**Task description:** Rewrite the items below from the line with "the truck windshield" to the line with "headlight with a single point, one per instance.", putting "mark" wherever "annotate" appears and keeping everything else unchanged.

(Stored data)
########################################

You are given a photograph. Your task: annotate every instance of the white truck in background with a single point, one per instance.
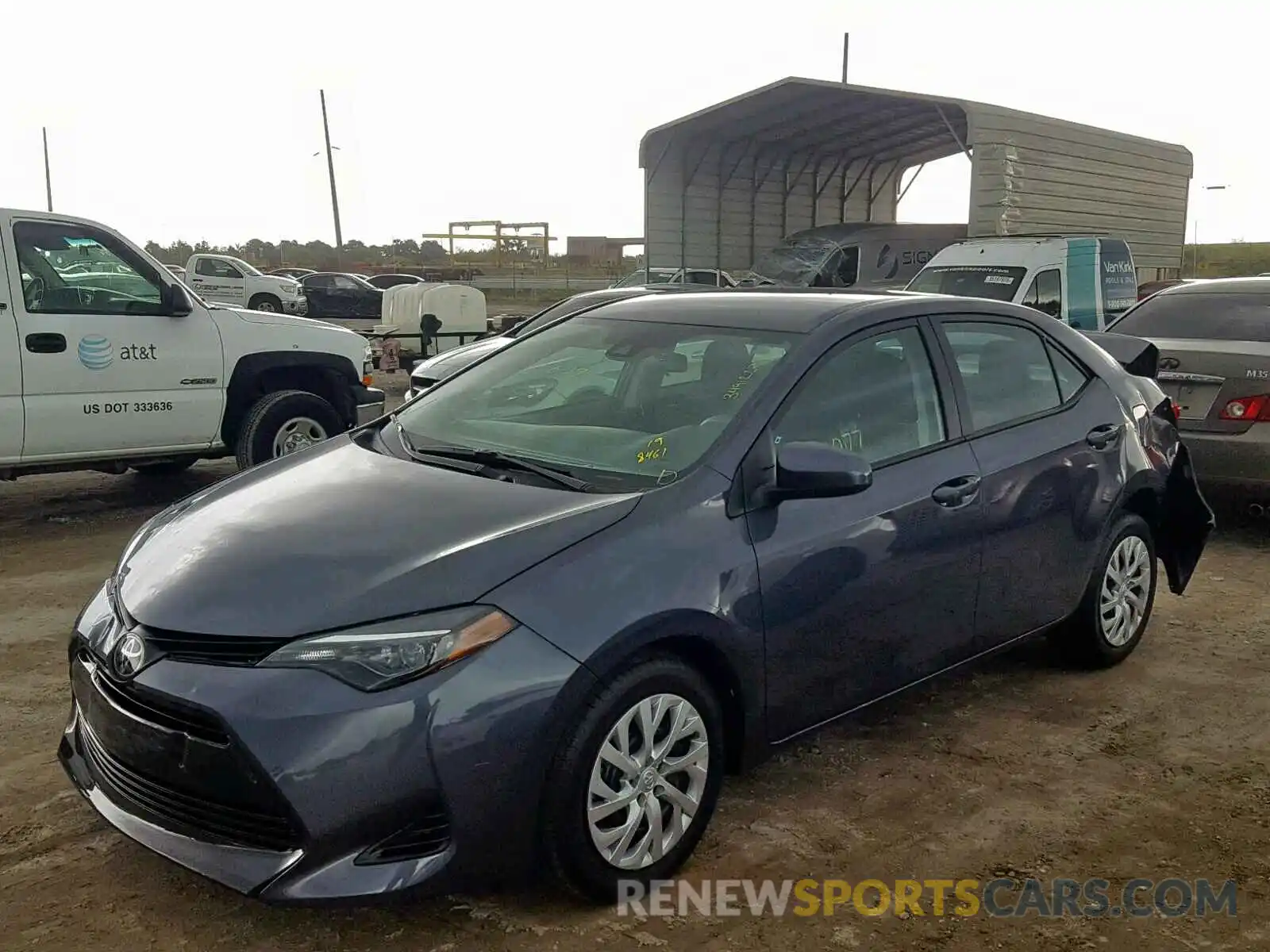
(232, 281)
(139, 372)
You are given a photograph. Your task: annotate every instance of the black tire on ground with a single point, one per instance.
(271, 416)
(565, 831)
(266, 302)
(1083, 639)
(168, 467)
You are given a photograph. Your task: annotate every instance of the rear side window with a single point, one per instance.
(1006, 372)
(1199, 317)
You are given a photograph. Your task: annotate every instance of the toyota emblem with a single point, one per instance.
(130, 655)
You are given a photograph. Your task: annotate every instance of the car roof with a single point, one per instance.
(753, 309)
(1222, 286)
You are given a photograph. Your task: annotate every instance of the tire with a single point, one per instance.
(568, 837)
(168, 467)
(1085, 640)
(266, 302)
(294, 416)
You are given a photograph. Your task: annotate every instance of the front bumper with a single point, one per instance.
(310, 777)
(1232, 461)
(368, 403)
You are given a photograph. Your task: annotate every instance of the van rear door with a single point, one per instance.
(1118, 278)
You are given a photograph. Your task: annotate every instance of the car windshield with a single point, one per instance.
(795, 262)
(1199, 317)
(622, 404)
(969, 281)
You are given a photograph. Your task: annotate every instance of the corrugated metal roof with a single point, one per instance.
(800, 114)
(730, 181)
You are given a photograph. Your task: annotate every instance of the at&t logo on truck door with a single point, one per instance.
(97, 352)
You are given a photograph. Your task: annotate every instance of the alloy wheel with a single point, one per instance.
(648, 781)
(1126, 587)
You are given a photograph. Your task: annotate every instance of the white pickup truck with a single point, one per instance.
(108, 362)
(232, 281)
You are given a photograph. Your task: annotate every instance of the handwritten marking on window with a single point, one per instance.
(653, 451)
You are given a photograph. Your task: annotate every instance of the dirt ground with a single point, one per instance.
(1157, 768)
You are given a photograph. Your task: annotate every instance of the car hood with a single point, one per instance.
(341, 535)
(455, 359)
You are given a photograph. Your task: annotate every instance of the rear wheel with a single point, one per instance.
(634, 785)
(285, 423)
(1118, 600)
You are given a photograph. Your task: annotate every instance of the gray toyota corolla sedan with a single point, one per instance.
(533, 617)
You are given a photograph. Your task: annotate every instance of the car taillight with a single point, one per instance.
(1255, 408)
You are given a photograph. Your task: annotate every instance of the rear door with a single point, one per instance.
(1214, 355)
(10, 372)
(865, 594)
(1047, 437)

########################################

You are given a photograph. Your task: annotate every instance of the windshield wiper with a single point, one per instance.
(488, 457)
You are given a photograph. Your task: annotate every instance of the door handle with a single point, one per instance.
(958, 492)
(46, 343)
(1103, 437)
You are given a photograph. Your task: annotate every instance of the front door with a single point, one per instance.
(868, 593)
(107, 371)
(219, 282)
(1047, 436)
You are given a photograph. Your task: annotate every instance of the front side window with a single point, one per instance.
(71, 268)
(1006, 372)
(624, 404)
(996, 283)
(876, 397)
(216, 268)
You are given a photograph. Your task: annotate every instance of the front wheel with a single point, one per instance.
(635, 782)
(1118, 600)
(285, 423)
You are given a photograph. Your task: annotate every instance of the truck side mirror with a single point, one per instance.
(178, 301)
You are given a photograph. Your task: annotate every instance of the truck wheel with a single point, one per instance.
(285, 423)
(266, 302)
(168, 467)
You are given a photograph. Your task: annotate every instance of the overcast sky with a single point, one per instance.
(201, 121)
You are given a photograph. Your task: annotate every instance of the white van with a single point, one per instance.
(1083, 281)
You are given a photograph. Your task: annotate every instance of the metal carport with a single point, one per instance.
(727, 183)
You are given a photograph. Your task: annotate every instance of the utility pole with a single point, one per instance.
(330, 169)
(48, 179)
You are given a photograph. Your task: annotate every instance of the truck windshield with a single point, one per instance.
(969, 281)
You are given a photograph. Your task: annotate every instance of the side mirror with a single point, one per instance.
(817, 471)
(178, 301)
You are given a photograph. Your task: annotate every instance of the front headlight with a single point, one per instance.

########################################

**Answer for this exercise:**
You are given a photograph. Your task: mark every instance of the truck windshield with a single point, one per instance.
(969, 281)
You are given a photograph. Your task: mark every instance of the side mirror with a single point, one per instance.
(817, 471)
(178, 301)
You are given a photograph. Your task: mark every instance of the front headlight with a single point, one per instance.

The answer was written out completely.